**Given passage:**
---
Hill Head is a residential area and village on the coast of the Solent. It is located south of Stubbington, west of Lee-on-the-Solent and south east of Titchfield, in the borough of Fareham, Hampshire.

==Governance==
Hill Head is in the Gosport parliamentary constituency. The MP is Caroline Dinenage of the Conservative Party since 2010.

==Geography==
Hill Head is mainly a shingle beach with sailing, windsurfing, kitesurfing and fishing being the most popular pastimes upon its shores. There is also a small harbour, located where the River Meon enters the Solent. It is next to Titchfield Haven National Nature Reserve.

Hill Head has a substantial elderly population – 33.2% of its 7,100 residents are over 65, compared to an English average of 18.4%. At the 2021 Census the ward population had fallen slightly to 7,100.
---
**Dataset extract:**
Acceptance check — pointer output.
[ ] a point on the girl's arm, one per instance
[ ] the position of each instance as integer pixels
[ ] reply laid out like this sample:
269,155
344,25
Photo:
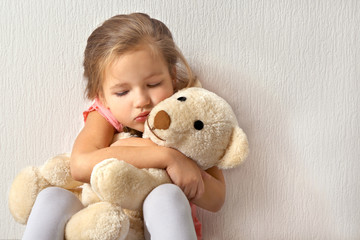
---
**Exercise requirements:**
Pick up the Hill Head article after its final sentence and keep writing it.

**Exercise output:**
==History==
During World War II, Hill Head was one of many loading zones for the D-Day invasions and the area was inundated with allied troops. Along the coast here there are still many reminders of the war time activities including remnants of fortifications. Part of a Mulberry harbour broke away and was grounded at Hill Head beach. It remained there for many years. Seafield Park, a Royal Navy establishment was nearby.

The Swordfish public house at Hill Head was demolished in 2004 to make way for a small development of beach-front homes known as Swordfish Close. The name Swordfish is derived from the World War Two bomber the Fairey Swordfish which flew from the nearby airfield at RNAS Lee-on-Solent (HMS Daedalus). Swordfish Close has been featured in the BBC television series Seaside Rescue. The pub was previously called the Marine Court Hotel.

For many years the only remaining pub along Hill Head beach-front was the Osborne View, so named as Osborne House (residential home of Queen Victoria) was visible on a clear day. It burnt down in a fire that started at 2.30am on 22 February 2024. Built in the Victorian era and constructed down the cliff over four floors, the Osborne View was a hotel until 1971; regulars included football player and manager Alf Ramsey. In March 2025, permission was granted to demolish and rebuild the pub following an application by Hall and Woodhouse.

Between 1985 and 1990, Hill Head's beaches appeared in the BBC TV show Howards' Way, which was mostly filmed at nearby Bursledon, Hamble-le-Rice, Warsash and Swanwick.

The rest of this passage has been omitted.